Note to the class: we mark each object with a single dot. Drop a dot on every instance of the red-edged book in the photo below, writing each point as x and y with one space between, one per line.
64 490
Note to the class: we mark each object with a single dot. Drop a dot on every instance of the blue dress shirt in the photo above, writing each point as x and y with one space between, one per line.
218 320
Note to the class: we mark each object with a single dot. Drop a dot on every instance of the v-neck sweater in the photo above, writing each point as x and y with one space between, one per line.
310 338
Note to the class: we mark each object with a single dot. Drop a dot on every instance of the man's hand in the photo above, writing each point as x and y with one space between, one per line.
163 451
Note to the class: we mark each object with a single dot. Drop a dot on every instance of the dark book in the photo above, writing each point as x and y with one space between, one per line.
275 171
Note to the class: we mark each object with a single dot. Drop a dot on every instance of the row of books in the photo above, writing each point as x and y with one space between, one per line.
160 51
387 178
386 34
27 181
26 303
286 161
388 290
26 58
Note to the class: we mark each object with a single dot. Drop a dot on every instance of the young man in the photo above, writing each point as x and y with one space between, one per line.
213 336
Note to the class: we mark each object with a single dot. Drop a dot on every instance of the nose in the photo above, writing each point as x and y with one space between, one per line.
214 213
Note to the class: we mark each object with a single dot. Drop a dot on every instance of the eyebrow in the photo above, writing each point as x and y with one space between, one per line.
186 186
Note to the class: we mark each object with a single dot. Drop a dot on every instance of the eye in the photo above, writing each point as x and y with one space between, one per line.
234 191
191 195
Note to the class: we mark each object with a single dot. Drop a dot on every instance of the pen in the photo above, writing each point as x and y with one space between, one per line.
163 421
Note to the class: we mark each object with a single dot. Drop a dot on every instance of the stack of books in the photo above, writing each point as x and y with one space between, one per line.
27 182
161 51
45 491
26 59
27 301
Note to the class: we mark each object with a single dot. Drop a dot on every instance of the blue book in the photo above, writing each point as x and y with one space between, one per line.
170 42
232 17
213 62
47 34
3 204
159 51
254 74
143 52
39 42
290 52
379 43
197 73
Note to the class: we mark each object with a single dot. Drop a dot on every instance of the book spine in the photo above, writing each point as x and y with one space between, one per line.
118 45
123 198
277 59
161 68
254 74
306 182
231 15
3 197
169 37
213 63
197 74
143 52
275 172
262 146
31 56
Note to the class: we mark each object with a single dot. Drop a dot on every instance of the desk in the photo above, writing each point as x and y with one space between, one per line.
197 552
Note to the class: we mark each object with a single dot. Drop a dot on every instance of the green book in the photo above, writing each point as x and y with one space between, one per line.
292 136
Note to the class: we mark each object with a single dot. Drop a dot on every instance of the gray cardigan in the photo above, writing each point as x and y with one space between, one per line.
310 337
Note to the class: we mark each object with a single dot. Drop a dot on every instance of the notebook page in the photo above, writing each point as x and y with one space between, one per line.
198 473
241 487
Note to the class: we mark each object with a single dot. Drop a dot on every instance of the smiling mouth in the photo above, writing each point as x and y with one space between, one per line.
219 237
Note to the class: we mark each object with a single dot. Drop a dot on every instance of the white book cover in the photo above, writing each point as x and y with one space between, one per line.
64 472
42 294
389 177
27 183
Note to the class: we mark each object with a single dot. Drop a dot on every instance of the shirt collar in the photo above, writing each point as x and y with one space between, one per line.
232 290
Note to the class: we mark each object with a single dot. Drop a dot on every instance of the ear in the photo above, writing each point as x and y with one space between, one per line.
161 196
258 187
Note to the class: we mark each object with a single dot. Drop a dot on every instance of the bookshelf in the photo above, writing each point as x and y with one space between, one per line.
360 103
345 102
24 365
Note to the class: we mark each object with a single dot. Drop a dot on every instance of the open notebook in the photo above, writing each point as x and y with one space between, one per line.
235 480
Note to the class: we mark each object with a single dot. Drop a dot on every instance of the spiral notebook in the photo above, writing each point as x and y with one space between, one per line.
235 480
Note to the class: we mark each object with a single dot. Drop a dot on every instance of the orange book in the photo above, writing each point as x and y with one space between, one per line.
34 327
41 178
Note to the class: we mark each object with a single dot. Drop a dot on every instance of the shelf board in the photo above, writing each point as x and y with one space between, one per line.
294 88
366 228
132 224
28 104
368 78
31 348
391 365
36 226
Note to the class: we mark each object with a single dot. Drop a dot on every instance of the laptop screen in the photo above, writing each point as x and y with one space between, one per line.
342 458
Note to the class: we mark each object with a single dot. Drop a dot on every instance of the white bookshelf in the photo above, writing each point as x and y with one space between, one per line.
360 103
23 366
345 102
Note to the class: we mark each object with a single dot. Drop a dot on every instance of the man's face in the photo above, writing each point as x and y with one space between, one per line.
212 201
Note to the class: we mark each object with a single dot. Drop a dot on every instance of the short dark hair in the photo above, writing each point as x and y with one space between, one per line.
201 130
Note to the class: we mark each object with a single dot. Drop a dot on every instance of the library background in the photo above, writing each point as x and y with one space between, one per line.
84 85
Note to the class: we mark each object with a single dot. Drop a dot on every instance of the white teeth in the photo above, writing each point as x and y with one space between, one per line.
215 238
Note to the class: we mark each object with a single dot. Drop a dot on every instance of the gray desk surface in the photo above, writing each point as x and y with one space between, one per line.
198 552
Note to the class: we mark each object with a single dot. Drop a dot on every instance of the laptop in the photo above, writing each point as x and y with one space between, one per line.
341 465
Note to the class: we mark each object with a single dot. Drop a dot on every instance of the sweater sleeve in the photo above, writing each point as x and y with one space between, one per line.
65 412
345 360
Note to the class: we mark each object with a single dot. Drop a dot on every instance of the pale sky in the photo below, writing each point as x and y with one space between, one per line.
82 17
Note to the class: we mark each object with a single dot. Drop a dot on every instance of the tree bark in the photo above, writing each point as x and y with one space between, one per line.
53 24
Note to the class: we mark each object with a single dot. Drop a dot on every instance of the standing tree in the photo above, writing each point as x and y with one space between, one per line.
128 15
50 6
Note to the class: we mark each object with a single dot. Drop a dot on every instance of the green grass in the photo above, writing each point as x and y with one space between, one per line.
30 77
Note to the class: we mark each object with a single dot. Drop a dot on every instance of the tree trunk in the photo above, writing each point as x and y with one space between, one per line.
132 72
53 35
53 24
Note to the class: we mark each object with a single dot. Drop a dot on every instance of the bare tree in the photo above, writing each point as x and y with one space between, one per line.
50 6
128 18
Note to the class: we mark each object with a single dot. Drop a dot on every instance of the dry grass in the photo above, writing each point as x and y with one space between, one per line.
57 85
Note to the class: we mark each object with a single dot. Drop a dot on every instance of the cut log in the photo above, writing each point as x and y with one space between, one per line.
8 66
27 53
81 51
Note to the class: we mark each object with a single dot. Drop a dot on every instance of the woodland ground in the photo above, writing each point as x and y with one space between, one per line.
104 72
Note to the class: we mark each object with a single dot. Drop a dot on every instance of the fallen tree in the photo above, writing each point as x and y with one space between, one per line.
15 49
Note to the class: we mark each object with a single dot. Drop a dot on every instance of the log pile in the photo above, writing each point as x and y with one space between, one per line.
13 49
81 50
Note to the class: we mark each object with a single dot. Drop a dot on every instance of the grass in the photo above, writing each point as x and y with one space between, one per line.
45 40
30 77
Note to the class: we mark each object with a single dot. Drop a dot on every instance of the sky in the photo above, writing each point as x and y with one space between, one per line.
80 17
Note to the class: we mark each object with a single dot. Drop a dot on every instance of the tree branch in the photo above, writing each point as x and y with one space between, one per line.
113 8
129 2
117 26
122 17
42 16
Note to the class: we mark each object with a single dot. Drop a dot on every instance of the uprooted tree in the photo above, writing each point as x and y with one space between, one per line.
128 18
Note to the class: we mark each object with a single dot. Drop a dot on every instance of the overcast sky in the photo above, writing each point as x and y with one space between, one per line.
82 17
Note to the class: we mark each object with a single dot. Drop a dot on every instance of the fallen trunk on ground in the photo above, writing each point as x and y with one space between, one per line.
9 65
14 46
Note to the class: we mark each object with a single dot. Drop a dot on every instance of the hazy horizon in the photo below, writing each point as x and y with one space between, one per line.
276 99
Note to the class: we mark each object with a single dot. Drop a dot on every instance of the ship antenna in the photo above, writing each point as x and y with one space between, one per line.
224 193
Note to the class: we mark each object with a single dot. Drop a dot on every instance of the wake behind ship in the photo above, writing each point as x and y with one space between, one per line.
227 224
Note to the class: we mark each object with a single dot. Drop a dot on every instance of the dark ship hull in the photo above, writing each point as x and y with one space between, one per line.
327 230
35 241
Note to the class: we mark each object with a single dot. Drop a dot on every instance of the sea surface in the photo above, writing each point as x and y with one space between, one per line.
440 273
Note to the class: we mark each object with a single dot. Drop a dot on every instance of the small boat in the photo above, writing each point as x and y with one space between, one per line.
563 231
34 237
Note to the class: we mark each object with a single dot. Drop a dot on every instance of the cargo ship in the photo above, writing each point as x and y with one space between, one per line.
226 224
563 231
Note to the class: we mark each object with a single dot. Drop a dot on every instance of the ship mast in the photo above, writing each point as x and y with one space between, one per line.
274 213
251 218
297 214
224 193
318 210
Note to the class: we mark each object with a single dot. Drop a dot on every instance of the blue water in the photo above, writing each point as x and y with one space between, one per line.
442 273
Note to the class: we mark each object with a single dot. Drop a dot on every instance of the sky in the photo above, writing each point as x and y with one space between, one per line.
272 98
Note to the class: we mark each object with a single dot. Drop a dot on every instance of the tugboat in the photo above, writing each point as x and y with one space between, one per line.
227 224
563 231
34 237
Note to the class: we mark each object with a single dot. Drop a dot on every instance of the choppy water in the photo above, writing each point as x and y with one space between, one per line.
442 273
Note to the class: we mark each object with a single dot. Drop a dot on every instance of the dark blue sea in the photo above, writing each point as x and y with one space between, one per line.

▶ **Exercise description**: Your answer should consist only of the lines from the one with "of the small" through the end of the data above, reproduced exactly.

▶ **Completed task**:
Note to the class: we mark each object with a single dot. Drop a dot on every instance of the small boat in the photo above, writing each point as x and y with one space between, one per line.
563 231
34 237
Note to the class: we mark each object with a single dot. Drop a dot on every instance of the cargo ship in the photo above, writing each point as x and y with one space between, one per line.
226 224
563 231
Note to the class: we mark each object with a single dot. Drop a dot on every instance of the ship mast in the photo above, writing each point as x and y with one space between, one per line.
274 213
251 218
297 214
224 193
318 210
Note to the class: we mark each object with a single dot. Drop a dot on every instance of the blue water in the photo above, writing each point as x and y with one space between, one per line.
442 273
Note to the class: we mark each object with a single dot. Drop a dot on every instance of the sky in the photo above, writing each point as x and y with one space between, one per line.
272 98
Note to the class: we mark each object with a single dot. Drop a dot on every instance of the tugboat in the photo above, writing each point as x and y with one space between, one per line.
227 224
563 231
34 237
Note to the class: we mark each object with a single dot. Drop a dot on every instance of the choppy water in the photo above, writing each point as x and y with one space between, one per line.
442 273
Note to the class: we mark each object with a single dot. Drop a dot on every instance of the dark blue sea in the photo above, writing each point as x and y with one space between, one per line.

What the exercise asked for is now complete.